§ Text passage:
March 31, 2010 VIA HAND DELIVERY Karen Willem c/o Openwave Systems Inc. Redwood City, CA 94063 Re: Separation Agreement Dear Karen:
Exhibit 10.2
March 31, 2010
VIA HAND DELIVERY
Xxxxx Xxxxxx
c/o Openwave Systems Inc.
0000 Xxxxxxx Xxxxxxxxx
Xxxxxxx Xxxx, XX 00000
Dear Xxxxx:
As discussed, this letter sets forth the terms of the separation agreement (the “Agreement”) that Openwave Systems Inc. (the “Company”) is offering to you to aid in your employment transition.
1. Separation Date. Your last day of work with the Company and your employment termination date (which constitutes the date of your “separation from service” (within the meaning of Treasury Regulation Section 1.409A-1(h)) will be March 31, 2010 (the “Separation Date”). As of the Separation Date, you will no longer be employed as Chief Financial Officer of the Company or hold any other employment or officer positions with the Company or any of its subsidiaries or affiliates. You and the Company agree that your separation from service is an involuntary separation from service within the meaning of Treasury Regulation Section 1.409A-1(n)(1).
2. Accrued Salary and Paid Time Off. On the Separation Date, the Company will pay you all accrued salary and paid time off/vacation earned through the Separation Date, subject to standard payroll deductions and withholdings. You are entitled to these payments by law, regardless of whether or not you sign this Agreement.
3. Severance Benefits. If you sign, date and return this Agreement to the Company on or within twenty-one (21) days and allow it to become effective, and you comply with your obligations hereunder, the Company will provide you with the following as your sole severance benefits (the “Severance Benefits”), which will be in lieu of, and will fully satisfy the Company’s obligations with regard to, any other severance benefits that you may be entitled to receive (including but not limited to severance benefits under the Employment Agreement between you and the Company dated July 7, 2008 (the “Employment Agreement”)):
(a) Severance Payment. The Company will pay you cash severance in the amount of $150,000 which is equal to six (6) months of your final base pay (the “Severance Payment”). The Severance Payment will be subject to required deductions and withholdings, and will be paid to you in one lump sum within ten (10) business days after the Effective Date of this Agreement (as defined in Section 12(d) herein).

§ Dataset excerpts:
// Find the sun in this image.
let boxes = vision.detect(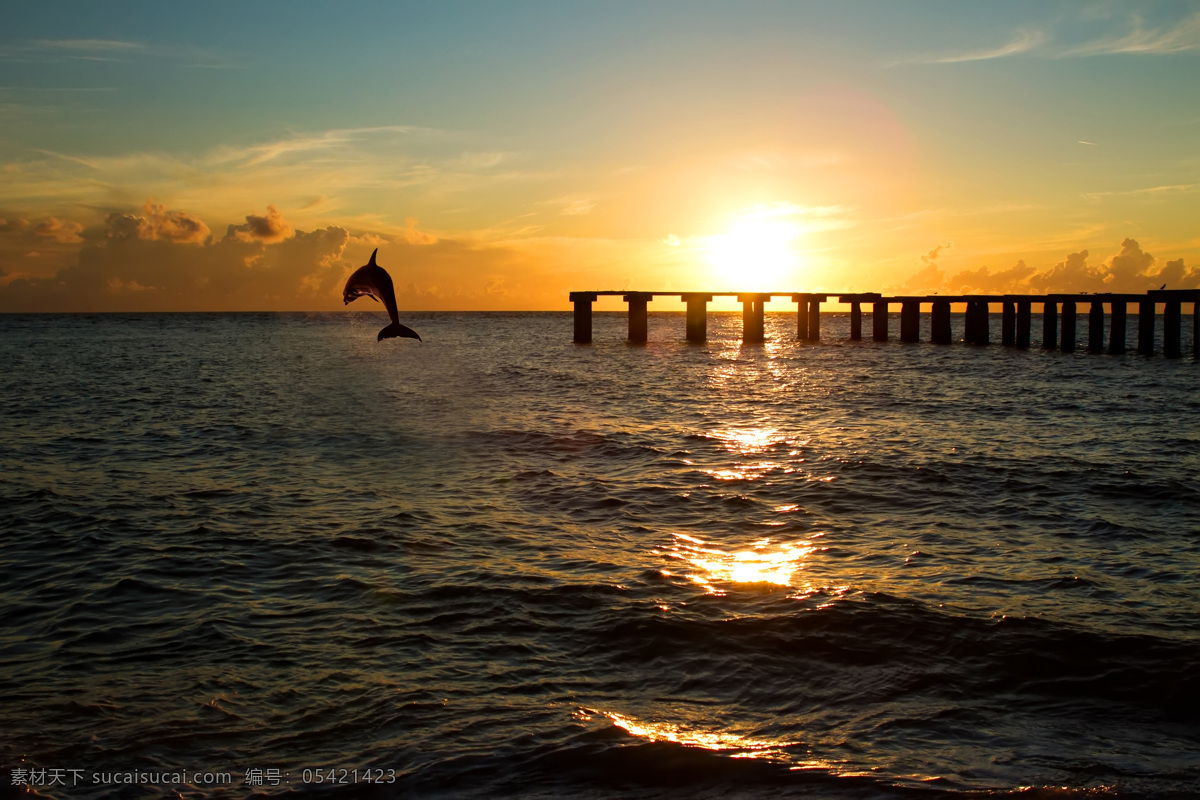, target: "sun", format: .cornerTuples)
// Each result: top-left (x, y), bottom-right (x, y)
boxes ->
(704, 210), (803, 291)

* * *

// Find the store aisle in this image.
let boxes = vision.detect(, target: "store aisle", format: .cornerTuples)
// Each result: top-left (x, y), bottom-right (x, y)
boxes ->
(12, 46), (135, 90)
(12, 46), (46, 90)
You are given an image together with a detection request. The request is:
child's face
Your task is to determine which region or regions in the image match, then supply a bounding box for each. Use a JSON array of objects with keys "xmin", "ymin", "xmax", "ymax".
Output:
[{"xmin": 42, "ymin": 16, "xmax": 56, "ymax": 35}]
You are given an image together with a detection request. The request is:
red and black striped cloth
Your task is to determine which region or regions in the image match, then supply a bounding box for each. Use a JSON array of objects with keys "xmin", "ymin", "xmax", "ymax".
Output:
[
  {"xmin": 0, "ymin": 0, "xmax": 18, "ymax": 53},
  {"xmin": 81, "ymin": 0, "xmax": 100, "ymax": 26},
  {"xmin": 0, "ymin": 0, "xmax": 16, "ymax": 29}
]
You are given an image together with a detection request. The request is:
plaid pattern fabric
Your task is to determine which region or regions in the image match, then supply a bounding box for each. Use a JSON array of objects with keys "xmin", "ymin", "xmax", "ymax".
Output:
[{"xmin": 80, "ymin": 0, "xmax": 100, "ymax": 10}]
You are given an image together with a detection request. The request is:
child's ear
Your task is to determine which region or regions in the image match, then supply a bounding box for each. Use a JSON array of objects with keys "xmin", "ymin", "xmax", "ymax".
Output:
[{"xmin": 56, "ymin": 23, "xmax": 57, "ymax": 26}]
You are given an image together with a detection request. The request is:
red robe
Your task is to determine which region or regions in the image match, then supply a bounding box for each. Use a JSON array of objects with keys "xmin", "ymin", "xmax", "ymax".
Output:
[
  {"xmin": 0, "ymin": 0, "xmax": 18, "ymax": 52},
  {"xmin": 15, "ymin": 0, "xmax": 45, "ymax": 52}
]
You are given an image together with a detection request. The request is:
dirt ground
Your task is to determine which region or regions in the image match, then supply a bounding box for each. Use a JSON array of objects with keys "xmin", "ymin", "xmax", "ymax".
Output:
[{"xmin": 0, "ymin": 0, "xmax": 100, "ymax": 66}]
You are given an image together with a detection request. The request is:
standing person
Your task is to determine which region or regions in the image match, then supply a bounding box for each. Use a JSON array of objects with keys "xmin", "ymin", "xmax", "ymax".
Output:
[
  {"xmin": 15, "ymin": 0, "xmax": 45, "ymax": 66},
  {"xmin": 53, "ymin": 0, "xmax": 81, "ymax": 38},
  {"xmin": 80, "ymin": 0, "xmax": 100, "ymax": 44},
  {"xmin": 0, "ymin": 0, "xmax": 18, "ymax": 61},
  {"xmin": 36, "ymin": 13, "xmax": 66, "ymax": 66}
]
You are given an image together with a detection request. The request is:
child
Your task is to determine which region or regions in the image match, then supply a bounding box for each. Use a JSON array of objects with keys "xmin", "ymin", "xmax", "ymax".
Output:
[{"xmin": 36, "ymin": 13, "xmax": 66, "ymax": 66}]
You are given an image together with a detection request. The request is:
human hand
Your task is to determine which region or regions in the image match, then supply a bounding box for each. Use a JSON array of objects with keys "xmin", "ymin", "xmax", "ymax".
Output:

* * *

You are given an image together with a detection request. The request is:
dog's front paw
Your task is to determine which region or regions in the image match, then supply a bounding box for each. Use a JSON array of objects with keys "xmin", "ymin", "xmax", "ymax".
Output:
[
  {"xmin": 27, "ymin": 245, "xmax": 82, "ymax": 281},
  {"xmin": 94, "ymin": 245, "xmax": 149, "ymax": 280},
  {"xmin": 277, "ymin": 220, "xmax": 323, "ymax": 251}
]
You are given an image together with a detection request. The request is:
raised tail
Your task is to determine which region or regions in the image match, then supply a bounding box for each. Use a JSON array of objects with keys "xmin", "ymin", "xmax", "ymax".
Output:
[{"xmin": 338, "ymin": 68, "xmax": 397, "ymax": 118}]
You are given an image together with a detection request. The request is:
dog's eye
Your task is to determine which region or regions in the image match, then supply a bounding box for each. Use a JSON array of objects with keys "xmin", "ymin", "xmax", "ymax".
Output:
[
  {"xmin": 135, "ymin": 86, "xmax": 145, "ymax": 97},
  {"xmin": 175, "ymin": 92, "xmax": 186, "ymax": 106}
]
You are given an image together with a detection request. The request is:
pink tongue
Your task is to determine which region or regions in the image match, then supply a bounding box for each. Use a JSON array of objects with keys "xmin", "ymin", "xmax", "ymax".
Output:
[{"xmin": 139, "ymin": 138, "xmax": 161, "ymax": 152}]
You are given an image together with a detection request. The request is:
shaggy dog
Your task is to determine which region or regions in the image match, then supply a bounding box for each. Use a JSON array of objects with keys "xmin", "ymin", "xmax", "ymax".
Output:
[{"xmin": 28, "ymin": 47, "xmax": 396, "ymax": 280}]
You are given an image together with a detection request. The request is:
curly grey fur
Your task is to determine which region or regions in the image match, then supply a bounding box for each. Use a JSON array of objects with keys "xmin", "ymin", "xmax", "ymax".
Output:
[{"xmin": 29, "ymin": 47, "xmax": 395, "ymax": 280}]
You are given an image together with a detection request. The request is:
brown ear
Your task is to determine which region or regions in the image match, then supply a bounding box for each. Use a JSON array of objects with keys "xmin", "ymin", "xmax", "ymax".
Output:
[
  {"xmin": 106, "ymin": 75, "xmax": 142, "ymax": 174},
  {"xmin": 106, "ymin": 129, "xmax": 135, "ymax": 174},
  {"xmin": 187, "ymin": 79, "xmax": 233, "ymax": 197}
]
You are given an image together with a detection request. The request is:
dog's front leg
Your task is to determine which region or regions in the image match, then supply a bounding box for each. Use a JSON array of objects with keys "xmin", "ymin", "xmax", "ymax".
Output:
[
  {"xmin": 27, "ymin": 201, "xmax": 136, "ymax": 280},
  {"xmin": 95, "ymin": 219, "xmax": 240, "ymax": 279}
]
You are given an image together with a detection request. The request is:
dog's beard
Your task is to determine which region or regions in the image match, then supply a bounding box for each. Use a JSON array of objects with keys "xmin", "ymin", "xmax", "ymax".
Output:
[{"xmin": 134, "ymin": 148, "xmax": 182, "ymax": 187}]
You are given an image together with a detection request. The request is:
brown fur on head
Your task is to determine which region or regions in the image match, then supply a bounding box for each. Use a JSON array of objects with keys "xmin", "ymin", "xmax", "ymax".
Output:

§ What this exercise asks:
A - Repeat the passage of the separation agreement letter from "2. Accrued Salary" up to and including "sign this Agreement.".
B - Go on with the separation agreement letter, picking up after its final sentence.

§ Results in order:
A -
2. Accrued Salary and Paid Time Off. On the Separation Date, the Company will pay you all accrued salary and paid time off/vacation earned through the Separation Date, subject to standard payroll deductions and withholdings. You are entitled to these payments by law, regardless of whether or not you sign this Agreement.

B -
(b) Bonus Payment. The Company will pay you a bonus payment in the amount of $150,000, which is equal to fifty-percent (50%) of your current annual bonus target under the Company’s Corporate Incentive Plan (the “Bonus Payment”). The Bonus Payment will be subject to required deductions and withholdings, and will be paid to you in one lump sum within ten (10) business days after the Effective Date of this Agreement (as defined in Section 12(d) herein).
(c) Health Insurance. To the extent provided by the federal COBRA law or, if applicable, state insurance laws (collectively, “COBRA”), and by the Company’s current group health insurance policies, you will be eligible to continue your group health insurance benefits after the Separation Date. Later, you may be able to convert to an individual policy through the provider of the Company’s health insurance, if you wish. You will be provided with a separate notice describing your rights and obligations under COBRA laws on or after the Separation Date. Additionally, if you timely elect continued group health insurance coverage under COBRA, the Company will pay your COBRA premiums (including coverage for your eligible dependants) for a maximum period of six (6) months following the Separation Date; provided that, the Company’s obligation to pay your COBRA premiums will cease earlier if you become eligible for coverage under a group health plan of a subsequent employer. You are required to notify the Company immediately if you become eligible for coverage under a group health plan of a subsequent employer.
4. Stock Options. Vesting of your outstanding stock options will cease effective as of the Separation Date, and any unvested options shall terminate. You will be able to exercise your vested options in accordance with the terms of the Option agreement and the controlling stock option plan.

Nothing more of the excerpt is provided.